THE PROBLEM: Please copy out all the records below word for word.

EXTRACTED INFORMATION:
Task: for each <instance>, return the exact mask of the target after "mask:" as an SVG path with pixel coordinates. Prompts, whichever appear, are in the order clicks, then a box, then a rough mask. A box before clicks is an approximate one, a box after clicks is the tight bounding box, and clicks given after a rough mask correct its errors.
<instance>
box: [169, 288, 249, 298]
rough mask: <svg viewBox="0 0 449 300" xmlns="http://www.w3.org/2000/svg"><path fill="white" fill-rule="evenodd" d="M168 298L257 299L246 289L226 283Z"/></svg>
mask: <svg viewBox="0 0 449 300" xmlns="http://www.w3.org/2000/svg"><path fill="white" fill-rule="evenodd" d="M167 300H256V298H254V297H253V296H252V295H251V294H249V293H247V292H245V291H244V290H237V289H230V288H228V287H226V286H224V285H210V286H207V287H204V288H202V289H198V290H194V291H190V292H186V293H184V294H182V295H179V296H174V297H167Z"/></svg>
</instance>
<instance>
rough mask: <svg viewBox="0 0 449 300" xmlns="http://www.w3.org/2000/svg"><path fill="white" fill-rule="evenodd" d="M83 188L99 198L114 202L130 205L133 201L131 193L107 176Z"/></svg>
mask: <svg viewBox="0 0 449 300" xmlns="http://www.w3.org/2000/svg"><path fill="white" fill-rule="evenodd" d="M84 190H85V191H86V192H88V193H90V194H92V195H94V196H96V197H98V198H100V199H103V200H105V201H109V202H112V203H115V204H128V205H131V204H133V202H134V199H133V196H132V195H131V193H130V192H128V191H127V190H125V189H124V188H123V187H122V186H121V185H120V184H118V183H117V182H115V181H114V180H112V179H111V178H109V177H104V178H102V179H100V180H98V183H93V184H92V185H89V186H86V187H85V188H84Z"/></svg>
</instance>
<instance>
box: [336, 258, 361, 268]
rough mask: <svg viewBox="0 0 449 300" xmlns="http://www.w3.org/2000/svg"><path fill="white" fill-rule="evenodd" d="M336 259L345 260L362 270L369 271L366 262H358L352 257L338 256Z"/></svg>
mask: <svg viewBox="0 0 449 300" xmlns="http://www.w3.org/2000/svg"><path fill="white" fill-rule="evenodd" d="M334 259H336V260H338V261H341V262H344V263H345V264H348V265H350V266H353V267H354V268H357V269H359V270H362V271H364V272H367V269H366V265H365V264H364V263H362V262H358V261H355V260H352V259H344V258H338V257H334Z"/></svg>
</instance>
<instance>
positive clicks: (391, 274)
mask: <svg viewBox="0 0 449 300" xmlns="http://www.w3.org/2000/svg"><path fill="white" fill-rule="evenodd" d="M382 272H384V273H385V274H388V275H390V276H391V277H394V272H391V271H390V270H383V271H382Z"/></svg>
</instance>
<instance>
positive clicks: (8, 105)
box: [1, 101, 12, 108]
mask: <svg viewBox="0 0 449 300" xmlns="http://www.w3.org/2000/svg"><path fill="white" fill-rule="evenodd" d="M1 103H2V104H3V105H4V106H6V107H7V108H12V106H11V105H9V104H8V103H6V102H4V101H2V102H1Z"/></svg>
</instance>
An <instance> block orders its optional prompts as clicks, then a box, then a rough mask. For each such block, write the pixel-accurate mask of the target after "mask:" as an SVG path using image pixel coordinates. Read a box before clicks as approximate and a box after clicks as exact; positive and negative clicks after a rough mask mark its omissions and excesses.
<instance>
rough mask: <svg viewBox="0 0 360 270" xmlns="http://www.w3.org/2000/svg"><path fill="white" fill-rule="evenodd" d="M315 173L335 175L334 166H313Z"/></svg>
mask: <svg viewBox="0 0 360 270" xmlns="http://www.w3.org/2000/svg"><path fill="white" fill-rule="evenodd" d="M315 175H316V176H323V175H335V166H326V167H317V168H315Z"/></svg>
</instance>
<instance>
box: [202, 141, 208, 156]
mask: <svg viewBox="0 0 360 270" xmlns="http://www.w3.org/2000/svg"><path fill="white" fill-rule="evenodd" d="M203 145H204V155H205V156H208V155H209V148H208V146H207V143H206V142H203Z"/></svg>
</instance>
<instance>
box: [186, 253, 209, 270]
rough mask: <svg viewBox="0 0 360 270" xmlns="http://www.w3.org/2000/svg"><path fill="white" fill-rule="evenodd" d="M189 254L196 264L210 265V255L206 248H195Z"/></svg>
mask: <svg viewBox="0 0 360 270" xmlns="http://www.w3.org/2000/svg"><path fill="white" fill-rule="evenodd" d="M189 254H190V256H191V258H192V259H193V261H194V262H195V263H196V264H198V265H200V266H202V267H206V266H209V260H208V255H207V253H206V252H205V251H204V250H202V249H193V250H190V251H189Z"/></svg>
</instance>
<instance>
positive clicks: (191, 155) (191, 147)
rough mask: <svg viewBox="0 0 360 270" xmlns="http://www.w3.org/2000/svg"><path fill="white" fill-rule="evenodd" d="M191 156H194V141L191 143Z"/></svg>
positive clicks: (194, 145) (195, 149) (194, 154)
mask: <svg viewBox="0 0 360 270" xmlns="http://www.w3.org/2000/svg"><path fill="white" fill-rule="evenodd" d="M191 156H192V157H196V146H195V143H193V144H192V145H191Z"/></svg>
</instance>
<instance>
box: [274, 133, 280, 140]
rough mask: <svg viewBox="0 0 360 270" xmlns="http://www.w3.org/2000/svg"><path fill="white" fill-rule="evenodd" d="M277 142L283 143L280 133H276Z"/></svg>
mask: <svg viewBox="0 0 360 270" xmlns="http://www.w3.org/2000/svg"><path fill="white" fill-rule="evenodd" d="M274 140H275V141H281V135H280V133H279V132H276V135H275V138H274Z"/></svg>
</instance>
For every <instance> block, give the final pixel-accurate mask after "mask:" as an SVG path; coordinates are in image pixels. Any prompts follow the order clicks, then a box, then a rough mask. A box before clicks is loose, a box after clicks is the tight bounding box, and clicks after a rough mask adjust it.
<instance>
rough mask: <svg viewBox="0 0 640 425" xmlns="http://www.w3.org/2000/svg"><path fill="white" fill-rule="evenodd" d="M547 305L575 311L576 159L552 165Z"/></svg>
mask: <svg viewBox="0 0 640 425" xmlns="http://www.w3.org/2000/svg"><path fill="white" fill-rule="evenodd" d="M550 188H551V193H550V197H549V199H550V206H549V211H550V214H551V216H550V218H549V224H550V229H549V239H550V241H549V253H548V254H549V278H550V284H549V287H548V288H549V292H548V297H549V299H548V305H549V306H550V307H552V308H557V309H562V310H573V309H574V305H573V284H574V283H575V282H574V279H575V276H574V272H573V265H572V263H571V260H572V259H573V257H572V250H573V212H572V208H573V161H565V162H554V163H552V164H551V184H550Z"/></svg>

ANSWER FOR THIS EXERCISE:
Task: for each <instance>, return the exact mask of the target after "mask:" as an SVG path with pixel coordinates. Prompts, whichever appear, are in the order clicks, then a box, then a rough mask. A box before clicks is an approximate one, a box after clicks is the tight bounding box, and clicks given after a rough mask correct its errors.
<instance>
box: [169, 288, 249, 298]
rough mask: <svg viewBox="0 0 449 300" xmlns="http://www.w3.org/2000/svg"><path fill="white" fill-rule="evenodd" d="M168 298L257 299L246 289L226 283Z"/></svg>
mask: <svg viewBox="0 0 449 300" xmlns="http://www.w3.org/2000/svg"><path fill="white" fill-rule="evenodd" d="M167 300H256V298H254V297H253V296H252V295H251V294H249V293H247V292H245V291H244V290H237V289H230V288H228V287H226V286H224V285H210V286H207V287H204V288H202V289H198V290H194V291H190V292H186V293H184V294H182V295H179V296H174V297H167Z"/></svg>
</instance>
<instance>
rough mask: <svg viewBox="0 0 449 300" xmlns="http://www.w3.org/2000/svg"><path fill="white" fill-rule="evenodd" d="M83 188L99 198L114 202L130 205L133 201L131 193L107 176Z"/></svg>
mask: <svg viewBox="0 0 449 300" xmlns="http://www.w3.org/2000/svg"><path fill="white" fill-rule="evenodd" d="M84 190H85V191H86V192H88V193H90V194H92V195H94V196H96V197H98V198H100V199H103V200H105V201H109V202H112V203H115V204H128V205H131V204H133V202H134V199H133V196H132V195H131V193H130V192H128V191H127V190H125V189H124V188H123V187H122V186H121V185H120V184H118V183H117V182H115V181H114V180H112V179H111V178H109V177H104V178H102V179H100V180H98V183H93V184H92V185H89V186H86V187H85V188H84Z"/></svg>
</instance>
<instance>
box: [336, 258, 361, 268]
rough mask: <svg viewBox="0 0 449 300" xmlns="http://www.w3.org/2000/svg"><path fill="white" fill-rule="evenodd" d="M336 259L345 260L362 270L369 271L366 262H358L352 257L338 256Z"/></svg>
mask: <svg viewBox="0 0 449 300" xmlns="http://www.w3.org/2000/svg"><path fill="white" fill-rule="evenodd" d="M334 259H336V260H338V261H341V262H344V263H345V264H348V265H350V266H353V267H354V268H357V269H359V270H362V271H364V272H367V269H366V265H365V264H364V263H362V262H358V261H355V260H352V259H344V258H338V257H334Z"/></svg>
</instance>
<instance>
positive clicks: (391, 274)
mask: <svg viewBox="0 0 449 300" xmlns="http://www.w3.org/2000/svg"><path fill="white" fill-rule="evenodd" d="M382 272H384V273H385V274H388V275H390V276H391V277H394V272H391V271H390V270H383V271H382Z"/></svg>
</instance>
<instance>
positive clicks: (8, 105)
box: [1, 101, 12, 108]
mask: <svg viewBox="0 0 449 300" xmlns="http://www.w3.org/2000/svg"><path fill="white" fill-rule="evenodd" d="M1 103H2V104H3V105H4V106H6V107H7V108H12V106H11V105H9V104H8V103H6V102H4V101H2V102H1Z"/></svg>
</instance>
An <instance> block orders its optional prompts as clicks, then a box, then a rough mask. For each such block, write the pixel-accurate mask of the target after "mask:" as an SVG path using image pixel coordinates. Read a box before clicks as approximate and a box after clicks as exact; positive and negative clicks after a rough mask mark its omissions and excesses.
<instance>
rough mask: <svg viewBox="0 0 360 270" xmlns="http://www.w3.org/2000/svg"><path fill="white" fill-rule="evenodd" d="M315 173L335 175L334 166H313Z"/></svg>
mask: <svg viewBox="0 0 360 270" xmlns="http://www.w3.org/2000/svg"><path fill="white" fill-rule="evenodd" d="M315 175H316V176H323V175H335V166H326V167H317V168H315Z"/></svg>
</instance>
<instance>
box: [202, 141, 208, 156]
mask: <svg viewBox="0 0 360 270" xmlns="http://www.w3.org/2000/svg"><path fill="white" fill-rule="evenodd" d="M203 145H204V155H205V156H208V155H209V148H208V146H207V143H206V142H203Z"/></svg>
</instance>
<instance>
box: [186, 253, 209, 270]
rough mask: <svg viewBox="0 0 360 270" xmlns="http://www.w3.org/2000/svg"><path fill="white" fill-rule="evenodd" d="M189 254L196 264L210 265V255L206 248H195Z"/></svg>
mask: <svg viewBox="0 0 360 270" xmlns="http://www.w3.org/2000/svg"><path fill="white" fill-rule="evenodd" d="M189 254H190V256H191V258H192V259H193V261H194V262H195V263H196V264H198V265H200V266H202V267H206V266H209V260H208V255H207V253H206V252H205V251H204V250H202V249H193V250H190V251H189Z"/></svg>
</instance>
<instance>
positive clicks: (191, 155) (191, 147)
rough mask: <svg viewBox="0 0 360 270" xmlns="http://www.w3.org/2000/svg"><path fill="white" fill-rule="evenodd" d="M191 156H194V141L191 143Z"/></svg>
positive clicks: (194, 145) (195, 149) (194, 154)
mask: <svg viewBox="0 0 360 270" xmlns="http://www.w3.org/2000/svg"><path fill="white" fill-rule="evenodd" d="M191 156H192V157H196V146H195V143H193V144H192V145H191Z"/></svg>
</instance>
<instance>
box: [274, 133, 280, 140]
rough mask: <svg viewBox="0 0 360 270" xmlns="http://www.w3.org/2000/svg"><path fill="white" fill-rule="evenodd" d="M277 142L283 143L280 133H276Z"/></svg>
mask: <svg viewBox="0 0 360 270" xmlns="http://www.w3.org/2000/svg"><path fill="white" fill-rule="evenodd" d="M274 140H275V141H281V135H280V133H279V132H276V135H275V138H274Z"/></svg>
</instance>
For every <instance> block, give the final pixel-accurate mask after "mask:" as an SVG path; coordinates are in image pixels. Any prompts follow the order clicks, then a box, then a rough mask. A box before clicks is loose, a box after clicks is the tight bounding box, and clicks after a rough mask adjust it.
<instance>
rough mask: <svg viewBox="0 0 640 425" xmlns="http://www.w3.org/2000/svg"><path fill="white" fill-rule="evenodd" d="M547 305L575 311L576 159L552 165Z"/></svg>
mask: <svg viewBox="0 0 640 425" xmlns="http://www.w3.org/2000/svg"><path fill="white" fill-rule="evenodd" d="M550 188H551V193H550V197H549V199H550V206H549V211H550V214H551V216H550V218H549V224H550V229H549V239H550V241H549V253H548V254H549V278H550V284H549V287H548V288H549V292H548V297H549V299H548V305H549V306H550V307H552V308H557V309H562V310H573V309H574V305H573V284H574V283H575V282H574V279H575V276H574V272H573V265H572V263H571V260H572V259H573V257H572V250H573V212H572V208H573V161H565V162H554V163H552V164H551V184H550Z"/></svg>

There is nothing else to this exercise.